It’s as if I’m trying to thread a needle wearing boxing gloves while driving through very thick fog.
That was how her first week back at work was described to me by a client yesterday.
Reactions from my client community to week #1 with new SOPs and PPE have been perversely consistent, with many describing the discomfort and difficulty of clinical delivery in terms perhaps less descriptive but similar to those expressed above.
Equally, the fact that they may have started off with overly high expectations of patient flow and underestimating the time it has taken patients, team and clinicians to adjust.
There are a few more issues that are manifesting themselves very quickly:
continued difficulties and delays in the procurement of PPE. Most of it is getting through but some has been shipped and then lost (for the moment) in the logistics chain, as delivery companies strain under the pressure of increased demand;
there's a rapid reckoning when it comes to both team members and self-employed clinicians;
As far as team members are concerned, those who have been off the bus during lockdown are showing little enthusiasm for the return to work. As I've said many times in recent weeks, that's fine and I encourage my clients to receive the message of zero support and act upon it. I'm seeing redundancies already and they are easy to pick;
Self-employed clinicians are demonstrating similar behaviours and, to be negative for a moment, I'm hearing distressing stories of associates refusing to return to work part-time and suggesting they will stay at home until a full book can be guaranteed;
However, let me say that on a positive note, there are team members and self-employed who are manifesting themselves as heroes. Nothing is too much trouble and "how best can I help?" In simple terms, the gap between the "can do's" and "don't want to's" has widened.

DATA EXTRACT:
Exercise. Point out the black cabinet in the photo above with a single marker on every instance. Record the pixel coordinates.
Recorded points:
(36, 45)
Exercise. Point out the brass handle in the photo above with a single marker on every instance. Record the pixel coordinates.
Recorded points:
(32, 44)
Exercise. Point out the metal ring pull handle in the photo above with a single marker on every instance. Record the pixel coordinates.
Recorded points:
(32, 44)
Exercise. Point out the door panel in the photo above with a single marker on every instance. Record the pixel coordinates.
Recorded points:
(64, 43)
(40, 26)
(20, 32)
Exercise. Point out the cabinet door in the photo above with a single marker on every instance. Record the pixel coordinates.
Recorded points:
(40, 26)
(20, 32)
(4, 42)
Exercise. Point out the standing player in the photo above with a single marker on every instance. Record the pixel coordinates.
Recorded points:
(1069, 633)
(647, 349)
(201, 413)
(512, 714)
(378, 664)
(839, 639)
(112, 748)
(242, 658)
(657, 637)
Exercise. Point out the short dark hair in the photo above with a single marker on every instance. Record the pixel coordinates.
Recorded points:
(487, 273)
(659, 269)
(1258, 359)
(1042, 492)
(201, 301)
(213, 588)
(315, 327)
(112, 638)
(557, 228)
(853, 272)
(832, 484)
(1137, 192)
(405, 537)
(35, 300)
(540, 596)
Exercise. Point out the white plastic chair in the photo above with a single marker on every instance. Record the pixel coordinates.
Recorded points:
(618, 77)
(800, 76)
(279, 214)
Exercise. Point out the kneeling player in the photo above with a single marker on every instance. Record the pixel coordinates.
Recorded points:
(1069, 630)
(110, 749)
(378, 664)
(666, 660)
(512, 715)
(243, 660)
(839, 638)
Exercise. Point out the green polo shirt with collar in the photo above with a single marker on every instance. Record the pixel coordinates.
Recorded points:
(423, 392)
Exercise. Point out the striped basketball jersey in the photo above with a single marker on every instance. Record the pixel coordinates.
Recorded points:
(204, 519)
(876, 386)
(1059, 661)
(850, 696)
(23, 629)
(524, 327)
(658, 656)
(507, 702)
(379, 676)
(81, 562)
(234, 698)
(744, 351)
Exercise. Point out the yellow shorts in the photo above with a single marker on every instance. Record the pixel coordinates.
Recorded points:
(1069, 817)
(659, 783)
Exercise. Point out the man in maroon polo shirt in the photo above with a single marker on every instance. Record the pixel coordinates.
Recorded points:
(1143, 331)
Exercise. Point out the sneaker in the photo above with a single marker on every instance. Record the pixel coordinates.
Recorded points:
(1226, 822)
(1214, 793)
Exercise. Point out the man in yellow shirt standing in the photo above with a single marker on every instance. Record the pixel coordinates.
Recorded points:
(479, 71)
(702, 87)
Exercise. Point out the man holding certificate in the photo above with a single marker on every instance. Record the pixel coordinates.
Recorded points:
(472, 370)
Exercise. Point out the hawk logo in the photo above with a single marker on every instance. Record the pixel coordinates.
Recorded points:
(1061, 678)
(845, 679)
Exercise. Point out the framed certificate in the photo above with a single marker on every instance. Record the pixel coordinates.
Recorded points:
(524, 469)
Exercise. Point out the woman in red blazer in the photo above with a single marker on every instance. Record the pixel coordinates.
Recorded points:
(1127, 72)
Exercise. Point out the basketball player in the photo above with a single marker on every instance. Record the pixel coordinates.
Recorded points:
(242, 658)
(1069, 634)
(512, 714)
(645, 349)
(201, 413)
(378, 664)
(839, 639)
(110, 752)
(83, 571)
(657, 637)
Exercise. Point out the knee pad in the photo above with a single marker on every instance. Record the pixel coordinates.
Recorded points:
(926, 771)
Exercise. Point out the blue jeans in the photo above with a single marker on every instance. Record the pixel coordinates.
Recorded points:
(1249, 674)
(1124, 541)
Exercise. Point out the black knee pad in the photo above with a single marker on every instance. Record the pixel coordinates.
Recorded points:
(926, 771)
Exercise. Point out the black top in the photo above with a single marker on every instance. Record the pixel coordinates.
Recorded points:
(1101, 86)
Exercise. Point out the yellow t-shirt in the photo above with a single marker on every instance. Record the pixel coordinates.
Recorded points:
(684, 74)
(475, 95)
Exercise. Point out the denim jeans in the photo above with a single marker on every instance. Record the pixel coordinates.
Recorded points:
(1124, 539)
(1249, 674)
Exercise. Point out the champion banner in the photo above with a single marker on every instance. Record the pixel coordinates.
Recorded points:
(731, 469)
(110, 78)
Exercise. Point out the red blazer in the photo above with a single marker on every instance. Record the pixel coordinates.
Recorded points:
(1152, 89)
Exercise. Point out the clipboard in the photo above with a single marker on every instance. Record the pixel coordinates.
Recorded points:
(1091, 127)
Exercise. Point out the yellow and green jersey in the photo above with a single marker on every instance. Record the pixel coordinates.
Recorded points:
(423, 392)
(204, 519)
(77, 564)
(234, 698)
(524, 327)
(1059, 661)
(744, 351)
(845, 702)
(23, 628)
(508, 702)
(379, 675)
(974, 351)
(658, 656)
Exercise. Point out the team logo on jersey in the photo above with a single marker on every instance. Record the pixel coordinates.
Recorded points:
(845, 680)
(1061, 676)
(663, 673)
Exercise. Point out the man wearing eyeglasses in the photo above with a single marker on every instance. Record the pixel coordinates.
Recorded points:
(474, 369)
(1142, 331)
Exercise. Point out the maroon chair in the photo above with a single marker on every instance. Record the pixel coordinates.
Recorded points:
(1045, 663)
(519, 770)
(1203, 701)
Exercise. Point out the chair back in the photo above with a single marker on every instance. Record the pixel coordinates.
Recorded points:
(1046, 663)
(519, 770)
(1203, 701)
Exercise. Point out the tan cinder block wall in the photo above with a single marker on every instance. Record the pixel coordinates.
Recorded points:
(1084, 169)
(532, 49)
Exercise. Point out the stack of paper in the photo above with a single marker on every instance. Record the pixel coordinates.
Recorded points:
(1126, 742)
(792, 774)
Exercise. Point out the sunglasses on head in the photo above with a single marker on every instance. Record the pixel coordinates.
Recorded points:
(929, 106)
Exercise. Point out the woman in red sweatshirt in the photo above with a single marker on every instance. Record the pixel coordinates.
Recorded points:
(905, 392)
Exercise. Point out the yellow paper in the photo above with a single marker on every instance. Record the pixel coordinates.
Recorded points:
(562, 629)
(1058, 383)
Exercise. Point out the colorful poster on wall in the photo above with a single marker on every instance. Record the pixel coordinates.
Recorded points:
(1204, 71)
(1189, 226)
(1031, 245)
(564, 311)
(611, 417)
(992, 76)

WHAT YOU WILL DO:
• 1. Reproduce, word for word, everything in the passage about the first week back at work from "Reactions from my" down to "those expressed above.".
• 2. Continue the passage about the first week back at work under new procedures, starting after its final sentence.

ANSWERS BY TASK:
• 1.
Reactions from my client community to week #1 with new SOPs and PPE have been perversely consistent, with many describing the discomfort and difficulty of clinical delivery in terms perhaps less descriptive but similar to those expressed above.

• 2.
There's one issue that bears a seperate and serious consideration - and that's the continued mental health of all concerned, owners, managers, team and self-employed.
Lockdown hasn't been a rest or a holiday.
Every one of my clients has been working flat out all the way through the last 12 weeks, whether it's been trying to make sense of the debate, studying endless SOPs, securing PPE, staying connected with patients and team, redesigning their workflow and attending more webinars and Zoom calls than ever imagined.
As dentistry returns to work, owners (and some managers) are turning up at the start line of the metaphoric marathon I mentioned last week - but they are doing so in a state of exhaustion.
It's not a good start.
The summer is here. There are no holidays in sight for the foreseeable and you are now under pressure to get your head down and go until Christmas.
I don't think that is sustainable.
So my advice to clients this week is to look at their calendar from now until Christmas and to book at the very least two 7-day holidays between now and then.
It matters not whether you manage to catch a flight to Greece or a cottage holiday in The Lakes, the psychological need is to have those two events to aim at.
I've long been a believer that holiday weeks are oases in the desert that make the struggles of the journey manageable.
Many are already under pressure from families who have felt neglected during lockdown. If you now disappear off to the practice with a "see you at Christmas" message, it's going to cause trouble. I don't think you will make it.
Here's my message this morning. Take out your calendar for the rest of 2020 and get those two weeks booked in. You can sort out where you are going later (it might just be the back garden but better to get away and get off the grid).
Then get back to work, at least knowing that you have something to look forward to.
Otherwise, starting this marathon whilst banjaxed and with no end in sight will break you.
Finally, a little bit of good news.
Return to work dentistry isn't easy but it will get better. Just hang in there - you can do this and I've got your back.